*Assignment*. When you reach the entries below, transcribe each line word for word.

•••••

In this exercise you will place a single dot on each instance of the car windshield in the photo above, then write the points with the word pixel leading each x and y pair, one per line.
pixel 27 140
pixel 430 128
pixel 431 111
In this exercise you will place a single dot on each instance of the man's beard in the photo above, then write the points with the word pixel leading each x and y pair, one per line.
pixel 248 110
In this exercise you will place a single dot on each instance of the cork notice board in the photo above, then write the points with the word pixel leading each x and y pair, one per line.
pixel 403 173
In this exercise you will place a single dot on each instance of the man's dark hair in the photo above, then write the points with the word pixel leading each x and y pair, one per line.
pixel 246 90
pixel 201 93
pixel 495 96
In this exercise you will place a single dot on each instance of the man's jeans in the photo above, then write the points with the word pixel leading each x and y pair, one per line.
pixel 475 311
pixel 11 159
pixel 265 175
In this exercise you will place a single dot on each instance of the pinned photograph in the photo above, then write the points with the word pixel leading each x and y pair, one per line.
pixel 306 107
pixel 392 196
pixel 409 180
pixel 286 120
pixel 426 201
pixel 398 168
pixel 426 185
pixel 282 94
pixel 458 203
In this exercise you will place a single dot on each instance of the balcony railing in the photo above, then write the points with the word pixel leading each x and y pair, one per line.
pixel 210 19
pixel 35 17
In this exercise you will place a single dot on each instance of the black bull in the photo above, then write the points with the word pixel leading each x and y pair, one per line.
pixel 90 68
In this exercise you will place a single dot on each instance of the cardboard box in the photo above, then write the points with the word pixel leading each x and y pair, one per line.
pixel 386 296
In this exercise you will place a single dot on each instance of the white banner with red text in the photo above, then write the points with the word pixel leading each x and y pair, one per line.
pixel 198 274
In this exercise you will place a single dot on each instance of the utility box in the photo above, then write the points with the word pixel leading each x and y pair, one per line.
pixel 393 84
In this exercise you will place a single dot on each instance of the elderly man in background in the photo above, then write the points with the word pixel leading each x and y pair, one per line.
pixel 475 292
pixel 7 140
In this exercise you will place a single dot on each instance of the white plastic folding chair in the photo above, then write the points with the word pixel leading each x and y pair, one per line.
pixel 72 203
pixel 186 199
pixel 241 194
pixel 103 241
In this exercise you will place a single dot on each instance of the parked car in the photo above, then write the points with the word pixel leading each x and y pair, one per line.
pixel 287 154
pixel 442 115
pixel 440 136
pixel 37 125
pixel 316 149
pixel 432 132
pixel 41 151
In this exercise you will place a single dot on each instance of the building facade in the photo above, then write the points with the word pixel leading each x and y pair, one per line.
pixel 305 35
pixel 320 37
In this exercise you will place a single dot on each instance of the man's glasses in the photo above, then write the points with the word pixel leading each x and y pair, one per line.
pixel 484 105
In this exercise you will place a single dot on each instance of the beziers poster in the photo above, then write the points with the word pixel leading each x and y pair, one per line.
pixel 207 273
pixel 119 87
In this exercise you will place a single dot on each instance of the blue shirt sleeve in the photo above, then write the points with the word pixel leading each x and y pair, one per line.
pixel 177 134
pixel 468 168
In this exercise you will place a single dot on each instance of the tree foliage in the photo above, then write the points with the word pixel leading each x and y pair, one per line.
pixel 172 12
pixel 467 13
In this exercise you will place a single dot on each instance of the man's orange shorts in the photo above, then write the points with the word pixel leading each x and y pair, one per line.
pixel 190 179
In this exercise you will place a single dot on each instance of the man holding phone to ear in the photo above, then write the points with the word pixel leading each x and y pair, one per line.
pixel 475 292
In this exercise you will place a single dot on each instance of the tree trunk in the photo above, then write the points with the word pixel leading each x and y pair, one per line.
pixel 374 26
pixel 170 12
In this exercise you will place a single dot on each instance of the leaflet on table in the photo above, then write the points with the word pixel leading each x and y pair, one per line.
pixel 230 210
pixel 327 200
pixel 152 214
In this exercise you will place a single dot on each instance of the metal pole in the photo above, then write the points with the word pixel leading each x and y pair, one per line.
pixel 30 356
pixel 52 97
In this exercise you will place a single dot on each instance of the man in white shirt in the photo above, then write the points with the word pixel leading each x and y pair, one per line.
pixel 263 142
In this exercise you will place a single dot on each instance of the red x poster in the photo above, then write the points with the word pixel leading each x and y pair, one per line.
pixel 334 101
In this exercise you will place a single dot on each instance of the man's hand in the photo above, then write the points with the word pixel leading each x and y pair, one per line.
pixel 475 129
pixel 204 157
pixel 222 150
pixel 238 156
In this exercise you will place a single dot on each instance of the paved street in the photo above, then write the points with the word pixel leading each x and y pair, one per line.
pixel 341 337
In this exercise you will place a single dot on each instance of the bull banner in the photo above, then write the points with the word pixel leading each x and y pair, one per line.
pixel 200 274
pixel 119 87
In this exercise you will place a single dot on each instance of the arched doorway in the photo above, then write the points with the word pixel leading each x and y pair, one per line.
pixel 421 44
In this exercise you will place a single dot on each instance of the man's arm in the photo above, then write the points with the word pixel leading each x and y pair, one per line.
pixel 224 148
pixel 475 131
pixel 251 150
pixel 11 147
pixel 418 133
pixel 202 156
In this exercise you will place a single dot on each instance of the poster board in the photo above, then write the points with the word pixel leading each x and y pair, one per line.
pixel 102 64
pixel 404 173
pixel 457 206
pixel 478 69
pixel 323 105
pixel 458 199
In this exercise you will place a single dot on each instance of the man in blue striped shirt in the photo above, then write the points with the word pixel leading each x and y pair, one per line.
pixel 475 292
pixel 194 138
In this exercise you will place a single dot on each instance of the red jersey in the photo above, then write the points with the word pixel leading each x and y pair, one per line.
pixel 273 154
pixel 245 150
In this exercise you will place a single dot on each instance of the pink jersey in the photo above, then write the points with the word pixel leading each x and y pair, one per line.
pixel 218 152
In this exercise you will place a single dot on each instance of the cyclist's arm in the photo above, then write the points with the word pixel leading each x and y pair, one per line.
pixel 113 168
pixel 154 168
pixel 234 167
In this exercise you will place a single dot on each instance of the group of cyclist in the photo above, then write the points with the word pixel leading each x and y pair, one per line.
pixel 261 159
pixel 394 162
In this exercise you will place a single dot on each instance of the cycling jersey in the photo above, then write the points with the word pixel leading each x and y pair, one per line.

•••••

*Output of the task*.
In this exercise you will place a single dot on each instance of the car windshield in the photo above, then write the points with the word pixel leading each x and y pair, one per line.
pixel 27 140
pixel 430 128
pixel 431 111
In this exercise you will place a single dot on each instance of the man's beard in the photo above, then write the points with the word pixel leading each x and y pair, one per line.
pixel 248 110
In this exercise you will place a single dot on each instance of the cork notice board in the photo above, then write the points with the word pixel leading each x and y pair, one per line.
pixel 403 173
In this exercise you will place a single dot on each instance of the man's dark hair in the photo above, then write the points with the word pixel leading each x and y pair, one per line.
pixel 246 90
pixel 201 93
pixel 495 96
In this exercise you will place a single dot on each instance of the man's jeans in the photo above, then write the points with the word pixel leading each x and y pair, one per line.
pixel 475 311
pixel 11 159
pixel 265 175
In this exercise you will place a single dot on each instance of the pinned photograph in the photo above, then write the points with the word pixel leading each x and y pair, one per line.
pixel 306 107
pixel 392 196
pixel 409 180
pixel 286 120
pixel 426 201
pixel 398 168
pixel 426 185
pixel 282 94
pixel 458 203
In this exercise you will place a single dot on each instance of the balcony railing in the photo above, then write the points with the word pixel leading each x and y pair, one per line.
pixel 210 19
pixel 35 17
In this exercise you will place a single dot on each instance of the black bull in the photo above, then write the points with the word pixel leading each x and y pair, one per line.
pixel 90 68
In this exercise you will place a single dot on each instance of the cardboard box in the photo above, then write the points with the word pixel leading each x and y pair, one per line.
pixel 386 296
In this exercise you will place a single dot on each instance of the white banner with red text in the photo above, then write the points with the word pixel leading each x and y pair, one per line.
pixel 198 274
In this exercise you will place a single dot on each instance of the utility box in the photo above, then write the points with the word pixel leading each x and y pair, one per line.
pixel 393 84
In this exercise you will place a single dot on each instance of the elderly man in background in the photo above, then write the points with the word pixel leading each x and y pair, one per line.
pixel 475 292
pixel 7 140
In this exercise you will place a single dot on each instance of the white plastic folding chair in the photo above, then write the points with the word pixel leading each x and y pair, one per line.
pixel 72 203
pixel 186 199
pixel 241 194
pixel 103 241
In this exercise you will place a single dot on each instance of the parked car in the photo above, then write the points with the word pixel leading each x and y pair, one per line.
pixel 287 154
pixel 442 115
pixel 440 136
pixel 37 125
pixel 316 149
pixel 432 132
pixel 41 151
In this exercise you will place a single dot on each instance of the building facade in the photo above, then write the points with the word pixel leading each x and y pair, one per line.
pixel 305 35
pixel 320 37
In this exercise you will place a single dot on each instance of the man's glasses in the photo above, then write the points with the word pixel leading each x and y pair, one per line.
pixel 484 105
In this exercise you will place a single dot on each instance of the beziers poster in the photo above, then write the points with the word pixel leading each x and y pair, one per line.
pixel 207 273
pixel 119 87
In this exercise you will place a single dot on each instance of the blue shirt sleeve in the photo above, then write the points with the word pixel leading each x and y pair, one per line.
pixel 177 134
pixel 468 168
In this exercise you will place a single dot on each instance of the tree foliage in the photo above, then write the points with the word pixel leading each x and y pair, one per line.
pixel 172 12
pixel 467 13
In this exercise you will place a single dot on each instance of the man's orange shorts in the photo above, then write the points with the word pixel leading each x and y pair, one per line.
pixel 190 179
In this exercise you will place a single dot on each instance of the man holding phone to ear in the photo above, then write the points with the word pixel leading each x and y pair, one per line.
pixel 475 292
In this exercise you will place a single dot on each instance of the tree trunk in the photo above, then write the points with the word pixel leading each x and y pair, one per line.
pixel 374 26
pixel 170 12
In this exercise you will place a single dot on each instance of the leaflet on table in the photo above, then write the points with the word pixel leading each x and y pair, one per line.
pixel 230 210
pixel 327 200
pixel 152 214
In this exercise you will place a single dot on each instance of the metal pole in the photo above, then write the points with the word pixel leading each x and y pair, one per line.
pixel 30 356
pixel 52 97
In this exercise you will place a single dot on each instance of the man in white shirt in the photo above, then write the points with the word pixel leading each x and y pair, one per line.
pixel 263 142
In this exercise you will place a single dot on each instance of the red x poster in the photo above, then write the points with the word pixel leading each x and y pair, one per line.
pixel 334 101
In this exercise you will place a single dot on each instance of the man's hand in the photo above, then write the points with the word pixel leading each x and y pair, one per line.
pixel 475 129
pixel 204 157
pixel 222 150
pixel 238 156
In this exercise you will place a single dot on each instance of the paved street in the photo above, then write the points with the word pixel leading each x and y pair, one per line.
pixel 341 337
In this exercise you will place a single dot on each instance of the bull banner in the photo above, then write the points with the word pixel leading each x and y pair, one per line.
pixel 200 274
pixel 119 87
In this exercise you will place a single dot on each instance of the arched doorway in the photo above, then write the points with the word pixel leading each x and y pair, one per line.
pixel 421 44
In this exercise you will place a single dot on each instance of the man's arm in the photo above, then write the points with the word pixel leading each x and y pair, one per line.
pixel 224 148
pixel 475 131
pixel 251 150
pixel 11 147
pixel 418 133
pixel 202 156
In this exercise you will place a single dot on each instance of the poster board in the photo above, then write the points with the word pixel leading each x and y pair, one per line.
pixel 102 64
pixel 404 173
pixel 457 206
pixel 478 69
pixel 323 105
pixel 458 199
In this exercise you will place a single dot on each instance of the man in blue striped shirt in the photo above, then write the points with the word pixel leading each x and y pair, one per line.
pixel 475 292
pixel 194 138
In this exercise you will place a single dot on each instance of the red jersey in the photo above, then write the points with the word pixel leading each x and y pair, one per line.
pixel 273 154
pixel 245 150
In this exercise you will place a single dot on each instance of the pink jersey in the photo above, then write the points with the word pixel leading each x and y pair, one per line.
pixel 218 152
In this exercise you will place a single dot on each instance of the cyclist's arm in the photo above, then write the points with the word pixel leading each x and y pair, one per line.
pixel 113 168
pixel 154 168
pixel 234 167
In this exercise you will place a single dot on each instance of the group of cyclist in the photo above, then write the points with the word pixel leading each x and y pair, one per line.
pixel 261 159
pixel 394 162
In this exercise you will place a single dot on each instance of the cycling jersey in the photo above, then write the points with the word pixel leading each x and y pair, one per line.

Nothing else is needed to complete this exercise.